### DIRECTIONS
Copy out every line of the data starting at the line that contains "compact form (172,543)." and ending at the end of the data. Add 121 to each coordinate of the answer points, and leave all other numbers as they are.

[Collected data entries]
+ + +

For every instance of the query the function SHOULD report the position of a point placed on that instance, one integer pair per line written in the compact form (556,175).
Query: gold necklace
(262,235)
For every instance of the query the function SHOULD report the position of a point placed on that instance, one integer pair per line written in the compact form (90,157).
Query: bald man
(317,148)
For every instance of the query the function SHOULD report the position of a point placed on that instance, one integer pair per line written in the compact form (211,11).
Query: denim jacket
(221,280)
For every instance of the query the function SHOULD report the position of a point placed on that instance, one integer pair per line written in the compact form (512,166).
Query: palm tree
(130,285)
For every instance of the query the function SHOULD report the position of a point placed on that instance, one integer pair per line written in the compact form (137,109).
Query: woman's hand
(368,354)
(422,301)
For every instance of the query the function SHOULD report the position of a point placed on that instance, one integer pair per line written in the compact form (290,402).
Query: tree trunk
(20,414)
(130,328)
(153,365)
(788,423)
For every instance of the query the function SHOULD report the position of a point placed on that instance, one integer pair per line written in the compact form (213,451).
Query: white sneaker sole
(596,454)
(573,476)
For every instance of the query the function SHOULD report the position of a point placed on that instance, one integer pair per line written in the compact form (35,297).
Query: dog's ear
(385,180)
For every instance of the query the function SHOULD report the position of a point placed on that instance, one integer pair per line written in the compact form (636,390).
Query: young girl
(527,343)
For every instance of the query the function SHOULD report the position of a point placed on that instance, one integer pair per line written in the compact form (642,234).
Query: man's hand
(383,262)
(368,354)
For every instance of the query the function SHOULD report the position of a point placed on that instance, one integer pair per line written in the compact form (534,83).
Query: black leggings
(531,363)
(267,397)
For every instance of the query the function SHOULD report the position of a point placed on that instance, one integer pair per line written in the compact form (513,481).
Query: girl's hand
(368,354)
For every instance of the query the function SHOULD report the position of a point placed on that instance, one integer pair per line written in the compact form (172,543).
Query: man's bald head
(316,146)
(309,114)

+ + +

### SOLUTION TO THE EXERCISE
For every instance of the query the function SHOULD report the position of a point placed on that instance, one integer pair per line written in the compact form (172,543).
Query: man's bald head
(437,267)
(430,235)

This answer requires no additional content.